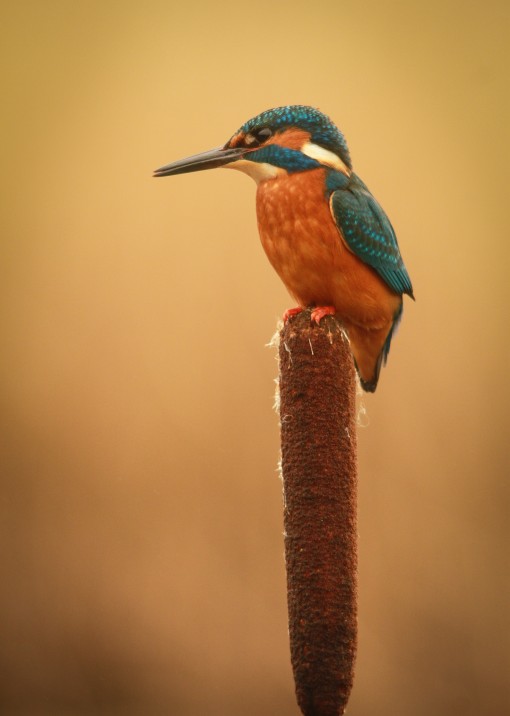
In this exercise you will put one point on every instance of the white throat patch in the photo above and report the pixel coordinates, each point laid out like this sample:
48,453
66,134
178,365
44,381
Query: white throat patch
256,170
324,156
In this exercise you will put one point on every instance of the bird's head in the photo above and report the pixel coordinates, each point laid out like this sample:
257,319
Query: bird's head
278,141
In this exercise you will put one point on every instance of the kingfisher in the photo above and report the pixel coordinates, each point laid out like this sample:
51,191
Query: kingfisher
324,233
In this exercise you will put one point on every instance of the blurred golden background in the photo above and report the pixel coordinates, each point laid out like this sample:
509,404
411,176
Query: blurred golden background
141,511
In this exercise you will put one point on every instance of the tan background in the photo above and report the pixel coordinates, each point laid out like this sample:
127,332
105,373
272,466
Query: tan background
140,506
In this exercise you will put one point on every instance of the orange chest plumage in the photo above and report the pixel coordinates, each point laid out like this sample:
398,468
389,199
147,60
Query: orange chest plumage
306,248
298,233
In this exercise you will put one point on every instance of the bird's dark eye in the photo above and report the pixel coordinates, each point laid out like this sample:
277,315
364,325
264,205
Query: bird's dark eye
257,137
263,134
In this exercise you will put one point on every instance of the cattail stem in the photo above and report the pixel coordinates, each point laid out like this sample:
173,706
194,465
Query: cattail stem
318,439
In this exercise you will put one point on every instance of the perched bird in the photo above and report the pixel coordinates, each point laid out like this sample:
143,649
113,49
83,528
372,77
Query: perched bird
327,237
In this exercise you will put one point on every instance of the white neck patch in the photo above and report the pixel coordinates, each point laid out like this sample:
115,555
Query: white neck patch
324,156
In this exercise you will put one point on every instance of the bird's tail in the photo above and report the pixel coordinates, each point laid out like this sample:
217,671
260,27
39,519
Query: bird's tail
363,352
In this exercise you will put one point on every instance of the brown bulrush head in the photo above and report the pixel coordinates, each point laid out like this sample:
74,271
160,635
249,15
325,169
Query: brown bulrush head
318,438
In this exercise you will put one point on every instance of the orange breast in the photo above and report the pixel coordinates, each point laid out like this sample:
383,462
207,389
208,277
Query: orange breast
304,245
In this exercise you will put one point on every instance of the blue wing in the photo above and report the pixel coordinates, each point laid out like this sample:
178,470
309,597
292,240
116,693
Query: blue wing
369,233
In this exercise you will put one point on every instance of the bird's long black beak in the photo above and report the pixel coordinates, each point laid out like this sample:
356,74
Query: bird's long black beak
206,160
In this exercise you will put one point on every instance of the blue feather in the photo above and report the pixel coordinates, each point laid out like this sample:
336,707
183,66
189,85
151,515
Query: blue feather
369,233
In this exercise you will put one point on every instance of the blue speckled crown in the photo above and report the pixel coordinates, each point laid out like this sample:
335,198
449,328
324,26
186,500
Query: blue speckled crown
321,128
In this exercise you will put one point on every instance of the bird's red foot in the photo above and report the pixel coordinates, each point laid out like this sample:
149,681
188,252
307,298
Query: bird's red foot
291,312
321,311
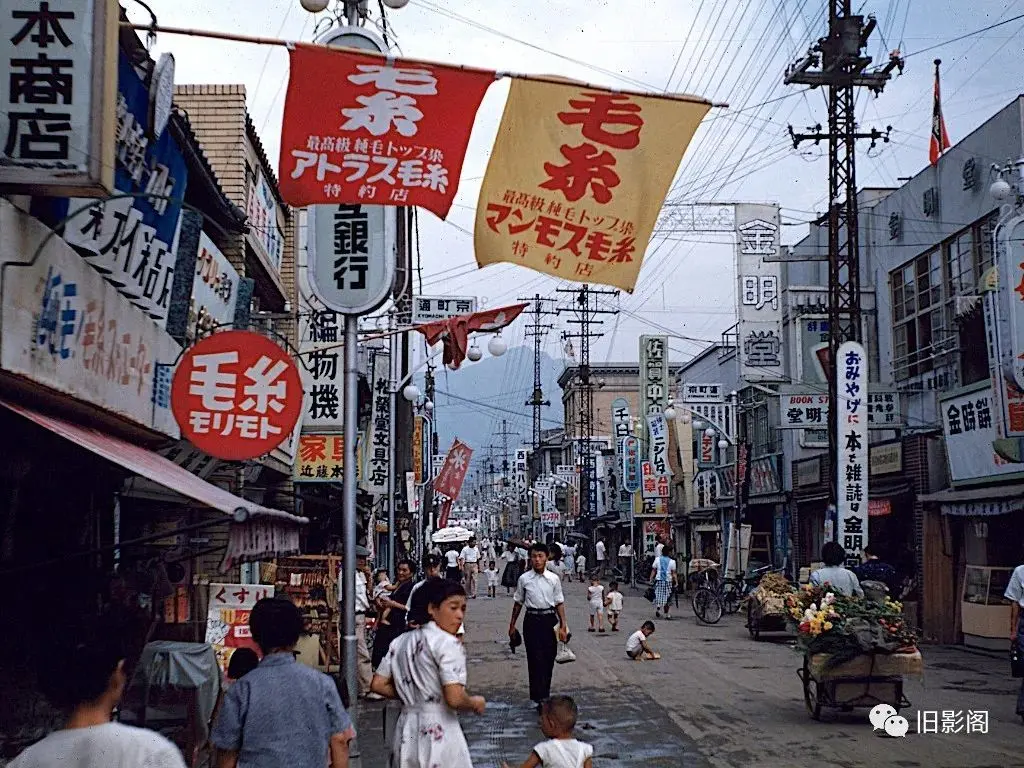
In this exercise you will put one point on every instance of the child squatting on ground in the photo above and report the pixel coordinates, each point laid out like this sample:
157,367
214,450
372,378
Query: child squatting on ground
637,647
558,717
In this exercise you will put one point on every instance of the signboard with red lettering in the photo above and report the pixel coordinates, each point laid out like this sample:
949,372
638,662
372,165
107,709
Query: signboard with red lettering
227,617
237,395
359,128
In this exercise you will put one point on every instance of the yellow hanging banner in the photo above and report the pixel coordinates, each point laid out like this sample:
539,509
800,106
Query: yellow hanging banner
577,178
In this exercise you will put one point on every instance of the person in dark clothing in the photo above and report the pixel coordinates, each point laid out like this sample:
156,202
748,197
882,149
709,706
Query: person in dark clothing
397,602
873,569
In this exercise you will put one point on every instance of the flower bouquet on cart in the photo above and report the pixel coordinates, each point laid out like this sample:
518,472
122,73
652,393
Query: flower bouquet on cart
842,628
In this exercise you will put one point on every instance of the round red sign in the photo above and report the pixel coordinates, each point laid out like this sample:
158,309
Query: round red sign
237,395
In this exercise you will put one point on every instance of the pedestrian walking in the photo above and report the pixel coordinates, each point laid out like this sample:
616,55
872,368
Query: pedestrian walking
613,605
452,570
540,592
395,604
595,601
469,561
85,677
282,714
511,570
1015,593
839,578
558,719
663,574
637,646
426,670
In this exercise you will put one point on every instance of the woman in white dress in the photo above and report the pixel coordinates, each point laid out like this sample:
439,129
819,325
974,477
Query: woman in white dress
426,669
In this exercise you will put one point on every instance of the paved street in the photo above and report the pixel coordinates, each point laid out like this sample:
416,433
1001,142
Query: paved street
716,699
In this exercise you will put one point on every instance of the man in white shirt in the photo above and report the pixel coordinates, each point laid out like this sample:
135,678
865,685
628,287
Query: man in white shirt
452,571
88,679
540,592
469,560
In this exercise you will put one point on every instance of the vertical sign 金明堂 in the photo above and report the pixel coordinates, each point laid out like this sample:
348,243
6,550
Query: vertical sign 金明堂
379,455
759,293
323,370
577,177
56,115
851,440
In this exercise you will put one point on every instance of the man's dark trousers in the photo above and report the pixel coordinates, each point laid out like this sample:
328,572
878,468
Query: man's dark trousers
539,637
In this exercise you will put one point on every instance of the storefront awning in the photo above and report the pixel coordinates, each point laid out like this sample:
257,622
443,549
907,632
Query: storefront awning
256,529
978,502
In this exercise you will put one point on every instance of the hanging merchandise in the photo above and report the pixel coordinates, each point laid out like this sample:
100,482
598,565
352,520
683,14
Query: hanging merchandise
363,129
577,178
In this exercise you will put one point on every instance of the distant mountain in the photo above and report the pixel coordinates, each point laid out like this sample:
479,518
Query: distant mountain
471,402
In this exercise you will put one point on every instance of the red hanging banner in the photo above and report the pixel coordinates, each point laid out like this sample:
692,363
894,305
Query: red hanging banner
360,128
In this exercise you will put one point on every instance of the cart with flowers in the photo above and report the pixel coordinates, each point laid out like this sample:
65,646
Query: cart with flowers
856,651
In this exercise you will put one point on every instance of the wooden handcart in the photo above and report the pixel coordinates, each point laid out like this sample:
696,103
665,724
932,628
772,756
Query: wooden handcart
865,681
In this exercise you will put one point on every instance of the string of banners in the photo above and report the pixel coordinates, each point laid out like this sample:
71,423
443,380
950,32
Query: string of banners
576,178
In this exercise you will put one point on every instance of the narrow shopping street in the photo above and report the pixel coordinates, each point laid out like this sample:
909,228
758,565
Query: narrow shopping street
715,699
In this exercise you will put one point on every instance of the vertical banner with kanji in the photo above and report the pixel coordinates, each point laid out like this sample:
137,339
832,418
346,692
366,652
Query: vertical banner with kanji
577,178
361,128
759,293
378,458
227,617
851,440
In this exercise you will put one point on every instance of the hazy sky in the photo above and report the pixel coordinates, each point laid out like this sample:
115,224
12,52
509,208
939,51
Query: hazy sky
727,50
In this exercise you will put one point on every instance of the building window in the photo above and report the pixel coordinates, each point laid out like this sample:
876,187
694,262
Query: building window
919,312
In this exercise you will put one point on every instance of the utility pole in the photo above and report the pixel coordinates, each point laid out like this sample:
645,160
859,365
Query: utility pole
584,310
538,330
839,64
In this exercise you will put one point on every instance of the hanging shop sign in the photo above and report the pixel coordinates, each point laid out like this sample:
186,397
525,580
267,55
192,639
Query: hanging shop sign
430,308
227,617
133,241
263,213
68,329
810,411
631,464
237,394
654,485
56,133
702,393
322,371
657,428
759,293
454,470
851,441
969,428
378,459
577,178
361,129
351,256
321,458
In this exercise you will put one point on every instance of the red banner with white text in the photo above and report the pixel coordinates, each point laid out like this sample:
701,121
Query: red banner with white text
359,128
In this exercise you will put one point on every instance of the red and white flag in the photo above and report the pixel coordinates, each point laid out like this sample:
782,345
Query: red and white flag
940,139
454,470
455,332
365,129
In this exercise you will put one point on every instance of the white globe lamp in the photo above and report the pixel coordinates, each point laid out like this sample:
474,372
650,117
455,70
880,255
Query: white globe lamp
999,189
314,6
497,346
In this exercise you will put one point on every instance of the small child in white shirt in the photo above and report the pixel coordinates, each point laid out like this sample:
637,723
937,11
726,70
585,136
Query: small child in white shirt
494,578
595,598
613,605
558,718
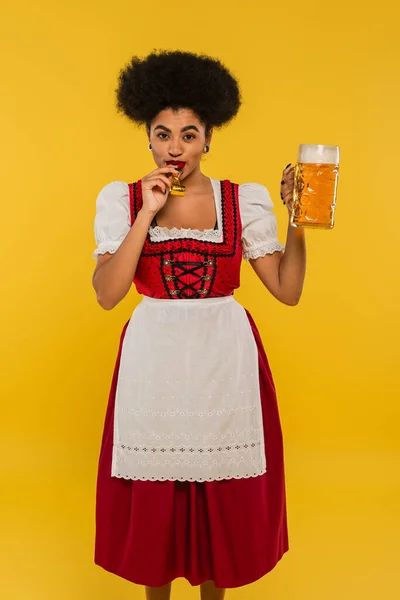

EXERCISE GOAL: Locate and copy every line in the records that contains the word "building". Case counts.

COMPLETED EXERCISE:
In this exercise you will put one point on every instance of the building window in the photo above and report the pixel coordinates, each point laid out like this sample:
Query: building window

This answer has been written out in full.